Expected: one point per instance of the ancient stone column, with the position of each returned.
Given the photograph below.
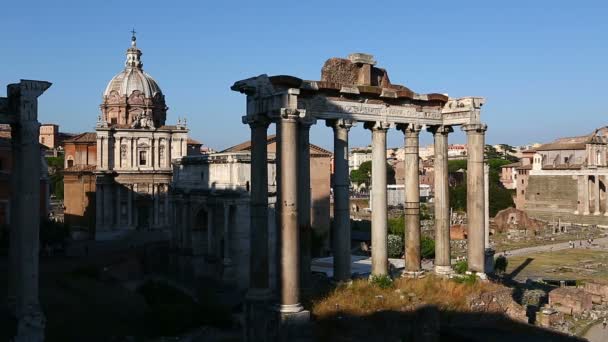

# # #

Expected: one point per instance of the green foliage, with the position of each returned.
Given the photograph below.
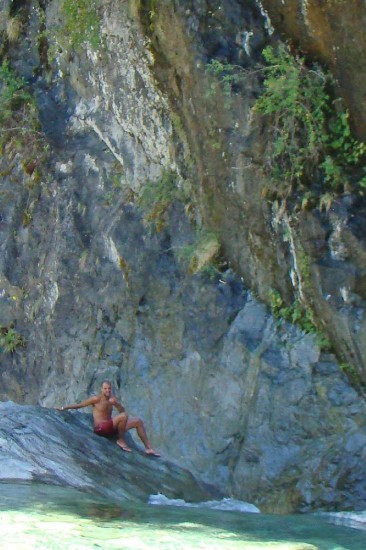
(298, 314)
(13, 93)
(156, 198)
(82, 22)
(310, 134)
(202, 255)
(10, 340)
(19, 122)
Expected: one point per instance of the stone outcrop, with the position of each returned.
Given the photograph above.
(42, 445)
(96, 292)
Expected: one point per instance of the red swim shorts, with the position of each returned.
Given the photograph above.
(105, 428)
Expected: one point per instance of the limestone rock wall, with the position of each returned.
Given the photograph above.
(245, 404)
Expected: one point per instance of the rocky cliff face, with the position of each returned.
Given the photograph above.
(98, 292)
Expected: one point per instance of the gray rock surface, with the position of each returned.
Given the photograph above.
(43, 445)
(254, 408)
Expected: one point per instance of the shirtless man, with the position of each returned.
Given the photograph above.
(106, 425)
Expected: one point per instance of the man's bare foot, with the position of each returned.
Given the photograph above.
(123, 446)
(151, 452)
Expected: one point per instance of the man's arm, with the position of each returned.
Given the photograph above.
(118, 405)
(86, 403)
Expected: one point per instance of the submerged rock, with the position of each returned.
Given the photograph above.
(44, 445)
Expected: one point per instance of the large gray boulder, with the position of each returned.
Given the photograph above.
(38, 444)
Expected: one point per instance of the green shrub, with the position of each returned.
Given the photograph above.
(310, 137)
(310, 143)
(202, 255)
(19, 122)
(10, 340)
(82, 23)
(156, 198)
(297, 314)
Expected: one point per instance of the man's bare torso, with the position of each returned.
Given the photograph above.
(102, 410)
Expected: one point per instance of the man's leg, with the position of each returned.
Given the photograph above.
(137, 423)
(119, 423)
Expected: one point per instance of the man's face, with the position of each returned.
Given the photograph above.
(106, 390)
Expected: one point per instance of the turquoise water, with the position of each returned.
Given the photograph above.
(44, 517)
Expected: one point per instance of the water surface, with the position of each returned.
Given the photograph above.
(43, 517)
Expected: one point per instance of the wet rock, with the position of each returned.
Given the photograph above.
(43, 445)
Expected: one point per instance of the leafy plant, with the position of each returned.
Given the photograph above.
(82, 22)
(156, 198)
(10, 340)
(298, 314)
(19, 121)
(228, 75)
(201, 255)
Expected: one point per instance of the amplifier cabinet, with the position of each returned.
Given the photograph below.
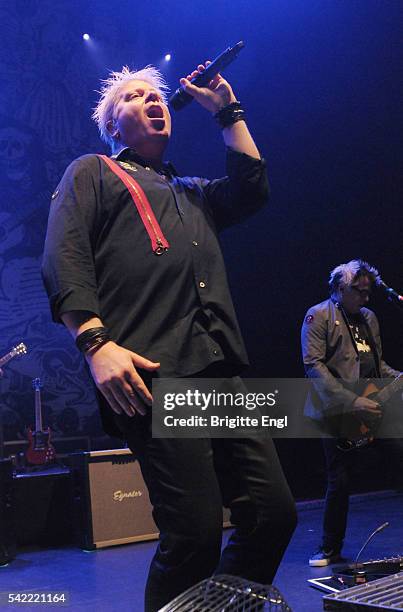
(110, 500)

# # #

**The task:** Wherever the word "bare" occurs in the data, copy that whole line.

**Output of the exercise:**
Expected: one point per instance of the man's bare foot, with the position of each returned.
Expected: one point per instance of the man's bare torso, with the position of each returned.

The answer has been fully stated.